A block of data:
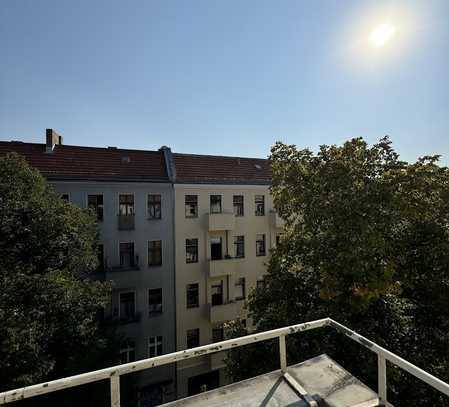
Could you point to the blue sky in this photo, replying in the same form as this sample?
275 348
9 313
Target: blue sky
225 77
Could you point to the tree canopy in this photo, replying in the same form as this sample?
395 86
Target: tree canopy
366 242
49 306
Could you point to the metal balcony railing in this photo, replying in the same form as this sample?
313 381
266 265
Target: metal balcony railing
114 373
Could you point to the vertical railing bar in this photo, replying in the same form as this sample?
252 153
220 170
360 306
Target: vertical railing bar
382 379
115 390
282 353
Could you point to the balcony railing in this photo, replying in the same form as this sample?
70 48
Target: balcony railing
129 319
221 221
126 222
128 267
113 373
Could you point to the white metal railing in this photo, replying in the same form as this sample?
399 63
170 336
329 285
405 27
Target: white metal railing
114 373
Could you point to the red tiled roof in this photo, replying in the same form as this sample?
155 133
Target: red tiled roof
91 163
205 169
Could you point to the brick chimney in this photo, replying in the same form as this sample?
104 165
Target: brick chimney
52 138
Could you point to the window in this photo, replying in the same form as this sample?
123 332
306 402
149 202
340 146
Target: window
238 205
216 251
155 253
193 338
239 246
260 205
218 333
95 202
100 254
127 308
154 301
126 204
127 254
260 245
193 295
191 250
154 206
191 206
154 346
215 204
127 351
240 289
217 293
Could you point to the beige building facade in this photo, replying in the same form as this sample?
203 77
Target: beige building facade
224 231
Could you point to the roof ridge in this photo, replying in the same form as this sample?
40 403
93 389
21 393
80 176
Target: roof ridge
220 156
108 148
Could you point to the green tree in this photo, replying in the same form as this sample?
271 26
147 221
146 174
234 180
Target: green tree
366 242
49 305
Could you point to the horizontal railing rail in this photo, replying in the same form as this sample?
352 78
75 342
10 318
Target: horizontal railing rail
114 373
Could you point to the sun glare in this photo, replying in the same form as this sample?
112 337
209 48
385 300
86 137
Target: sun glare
382 34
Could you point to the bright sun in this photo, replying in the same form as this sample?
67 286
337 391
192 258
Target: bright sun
382 34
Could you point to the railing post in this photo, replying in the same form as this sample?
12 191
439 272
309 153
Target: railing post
382 379
115 390
282 353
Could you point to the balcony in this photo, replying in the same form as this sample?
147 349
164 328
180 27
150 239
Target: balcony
216 360
224 267
114 269
126 222
276 221
225 312
221 221
316 381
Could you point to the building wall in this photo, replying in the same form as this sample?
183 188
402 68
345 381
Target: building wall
251 267
145 277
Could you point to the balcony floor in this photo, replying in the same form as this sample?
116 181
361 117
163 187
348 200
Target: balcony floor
322 378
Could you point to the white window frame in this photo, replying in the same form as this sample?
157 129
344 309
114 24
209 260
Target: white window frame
156 343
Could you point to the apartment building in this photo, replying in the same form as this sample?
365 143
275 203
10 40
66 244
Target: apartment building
225 225
184 239
132 196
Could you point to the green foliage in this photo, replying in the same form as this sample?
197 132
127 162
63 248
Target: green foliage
367 243
49 306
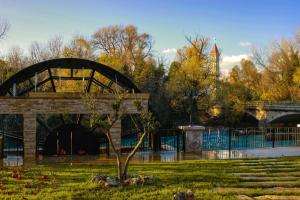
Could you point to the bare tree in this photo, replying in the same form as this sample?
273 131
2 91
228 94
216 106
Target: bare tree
16 58
147 121
124 42
4 26
55 47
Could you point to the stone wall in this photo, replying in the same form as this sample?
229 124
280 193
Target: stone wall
62 103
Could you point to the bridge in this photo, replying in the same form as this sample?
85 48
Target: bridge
268 113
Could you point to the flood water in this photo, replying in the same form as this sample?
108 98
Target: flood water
164 156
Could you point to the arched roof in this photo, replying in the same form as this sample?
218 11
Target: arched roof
66 63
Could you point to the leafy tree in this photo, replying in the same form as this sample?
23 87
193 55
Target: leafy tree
4 27
147 121
190 75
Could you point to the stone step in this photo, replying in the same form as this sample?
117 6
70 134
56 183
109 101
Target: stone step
277 197
269 178
249 174
263 174
273 190
268 166
263 163
268 184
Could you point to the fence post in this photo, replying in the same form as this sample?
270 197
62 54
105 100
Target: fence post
273 139
183 140
178 142
229 143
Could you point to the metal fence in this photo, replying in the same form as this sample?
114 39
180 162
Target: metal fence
249 138
12 144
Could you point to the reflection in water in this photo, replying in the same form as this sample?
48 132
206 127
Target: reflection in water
140 157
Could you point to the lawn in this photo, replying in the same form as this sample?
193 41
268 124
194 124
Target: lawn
208 179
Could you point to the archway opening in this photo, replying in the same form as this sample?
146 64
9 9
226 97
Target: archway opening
290 120
72 139
248 120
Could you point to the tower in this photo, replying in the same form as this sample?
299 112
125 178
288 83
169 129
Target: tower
215 70
215 62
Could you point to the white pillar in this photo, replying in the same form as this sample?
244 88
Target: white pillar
193 138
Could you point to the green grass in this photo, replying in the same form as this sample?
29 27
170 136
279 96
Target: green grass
208 179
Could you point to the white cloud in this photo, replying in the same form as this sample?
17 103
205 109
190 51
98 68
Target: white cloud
245 44
169 51
229 61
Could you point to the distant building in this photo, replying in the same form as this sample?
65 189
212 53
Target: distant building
215 68
215 62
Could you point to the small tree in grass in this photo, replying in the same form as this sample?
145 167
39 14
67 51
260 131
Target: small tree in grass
106 122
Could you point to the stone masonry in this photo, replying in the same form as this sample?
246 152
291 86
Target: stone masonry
61 103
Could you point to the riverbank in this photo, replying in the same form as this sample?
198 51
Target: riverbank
208 179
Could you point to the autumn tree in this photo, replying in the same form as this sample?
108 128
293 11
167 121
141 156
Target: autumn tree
106 122
279 64
4 26
191 75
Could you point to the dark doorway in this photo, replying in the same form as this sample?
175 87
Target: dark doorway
71 138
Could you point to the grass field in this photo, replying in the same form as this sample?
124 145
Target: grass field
208 179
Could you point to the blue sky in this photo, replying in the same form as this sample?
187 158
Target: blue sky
234 23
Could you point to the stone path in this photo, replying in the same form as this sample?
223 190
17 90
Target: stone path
266 179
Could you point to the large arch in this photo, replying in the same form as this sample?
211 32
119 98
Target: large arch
26 76
42 77
286 119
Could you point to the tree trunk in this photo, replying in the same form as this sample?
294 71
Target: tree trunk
129 157
117 154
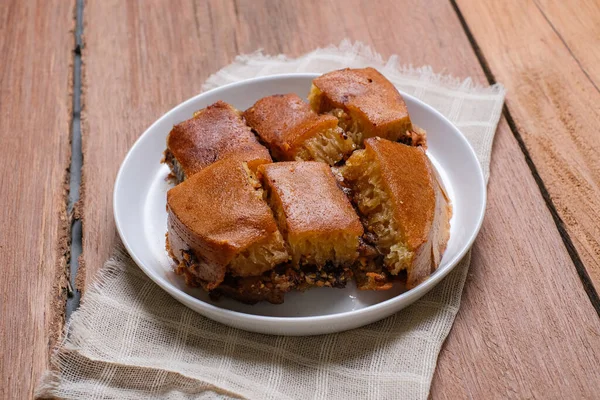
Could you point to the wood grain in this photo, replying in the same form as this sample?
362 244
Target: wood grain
35 109
579 28
556 108
525 321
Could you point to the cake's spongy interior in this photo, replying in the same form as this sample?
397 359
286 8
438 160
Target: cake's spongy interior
263 255
329 146
362 173
321 104
312 248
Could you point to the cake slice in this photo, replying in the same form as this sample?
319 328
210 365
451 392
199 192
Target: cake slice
366 104
293 131
314 216
405 211
219 224
215 132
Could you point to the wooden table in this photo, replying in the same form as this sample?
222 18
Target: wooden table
528 326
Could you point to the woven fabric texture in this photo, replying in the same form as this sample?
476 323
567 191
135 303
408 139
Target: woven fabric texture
131 340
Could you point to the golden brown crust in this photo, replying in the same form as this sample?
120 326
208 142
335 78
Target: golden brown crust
312 200
367 97
408 179
215 132
218 214
419 205
284 122
314 215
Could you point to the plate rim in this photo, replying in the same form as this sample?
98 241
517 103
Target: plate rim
304 321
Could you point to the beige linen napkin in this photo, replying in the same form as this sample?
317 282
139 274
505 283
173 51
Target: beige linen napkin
131 340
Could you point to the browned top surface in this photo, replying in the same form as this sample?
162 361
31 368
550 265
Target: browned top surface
219 211
526 327
285 121
215 132
311 199
408 179
364 91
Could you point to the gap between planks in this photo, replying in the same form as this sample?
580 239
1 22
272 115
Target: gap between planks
560 225
75 168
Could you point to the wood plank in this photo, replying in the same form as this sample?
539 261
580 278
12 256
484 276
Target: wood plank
35 104
579 27
126 63
555 107
525 328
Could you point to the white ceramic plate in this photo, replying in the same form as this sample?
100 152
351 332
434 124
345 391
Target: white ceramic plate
141 219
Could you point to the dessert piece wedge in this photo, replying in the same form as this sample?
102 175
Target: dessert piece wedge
314 216
366 104
293 131
215 132
404 209
219 224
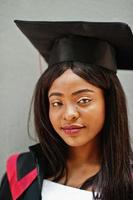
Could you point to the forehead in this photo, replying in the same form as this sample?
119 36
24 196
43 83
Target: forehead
69 82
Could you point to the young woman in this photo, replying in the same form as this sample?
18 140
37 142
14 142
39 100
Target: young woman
80 116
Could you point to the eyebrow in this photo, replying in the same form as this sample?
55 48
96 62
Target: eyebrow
74 93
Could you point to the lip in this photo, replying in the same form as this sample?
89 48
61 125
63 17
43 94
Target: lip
72 129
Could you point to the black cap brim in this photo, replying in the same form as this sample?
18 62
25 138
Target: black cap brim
43 35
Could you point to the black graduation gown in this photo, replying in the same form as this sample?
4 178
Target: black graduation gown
26 163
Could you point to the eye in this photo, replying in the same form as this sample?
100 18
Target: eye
56 104
84 101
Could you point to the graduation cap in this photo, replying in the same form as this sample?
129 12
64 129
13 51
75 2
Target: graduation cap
107 44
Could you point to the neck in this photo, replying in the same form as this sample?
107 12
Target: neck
89 154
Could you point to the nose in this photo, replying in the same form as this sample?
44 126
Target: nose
71 113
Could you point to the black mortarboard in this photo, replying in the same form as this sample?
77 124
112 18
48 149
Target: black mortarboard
107 44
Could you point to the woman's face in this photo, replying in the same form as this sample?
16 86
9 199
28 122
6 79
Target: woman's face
77 109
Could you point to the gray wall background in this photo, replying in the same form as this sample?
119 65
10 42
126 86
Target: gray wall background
19 65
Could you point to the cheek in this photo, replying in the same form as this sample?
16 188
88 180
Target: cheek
54 119
95 115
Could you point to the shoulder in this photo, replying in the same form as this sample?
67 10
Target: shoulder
21 172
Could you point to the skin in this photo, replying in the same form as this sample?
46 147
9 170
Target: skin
74 101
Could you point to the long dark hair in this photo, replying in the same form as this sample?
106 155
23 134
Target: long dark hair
114 182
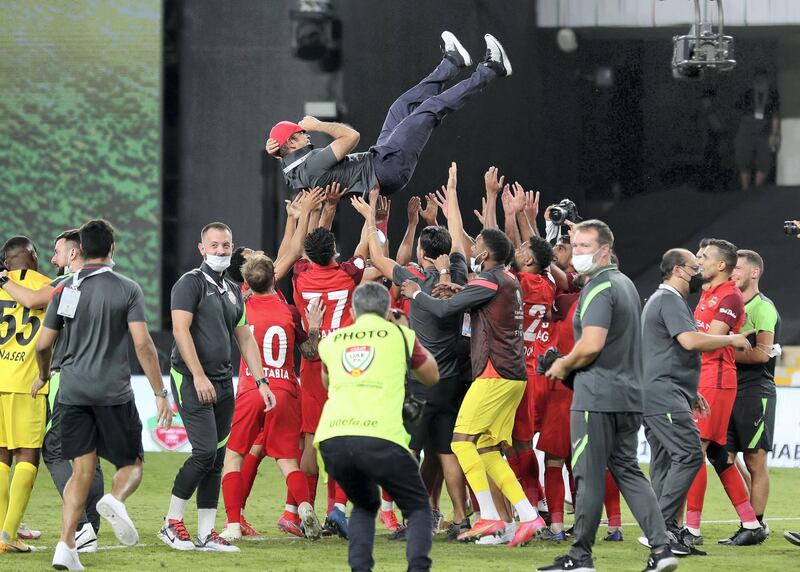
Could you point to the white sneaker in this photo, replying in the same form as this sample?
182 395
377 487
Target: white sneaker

_CHALLENGE_
Could you rewrite every line from the line with "Could you point to the gray" through the end of the records, scaling only the answer coordinates by 0.95 and rounding each to a whole number with halves rounded up, while leaving all other numbers unchanged? Omit the picture markers from your answer.

_CORRECT OUTPUT_
Could you point to the gray wall background in this photo, replying in the same form as this sample?
119 65
10 42
126 86
Target: gray wall background
18 62
Could you point to the cheek in this photo, replying in the same form as this sample?
16 188
88 180
Target: cheek
51 113
90 109
Could you point to the shoulder in this photo, replying in the same form as this sample?
67 10
Target: shoulder
20 163
Could you point to the skin in this photo, replying in the same form as this sample?
46 147
9 170
Target: skin
70 96
Could you point to the long dark hair in this photo, replying in the same form as this sample?
106 155
23 134
Target: long dark hair
108 173
Could you point to the white sneaker in this photo, replying in the same form as this sample?
182 395
377 487
Target: white sneaker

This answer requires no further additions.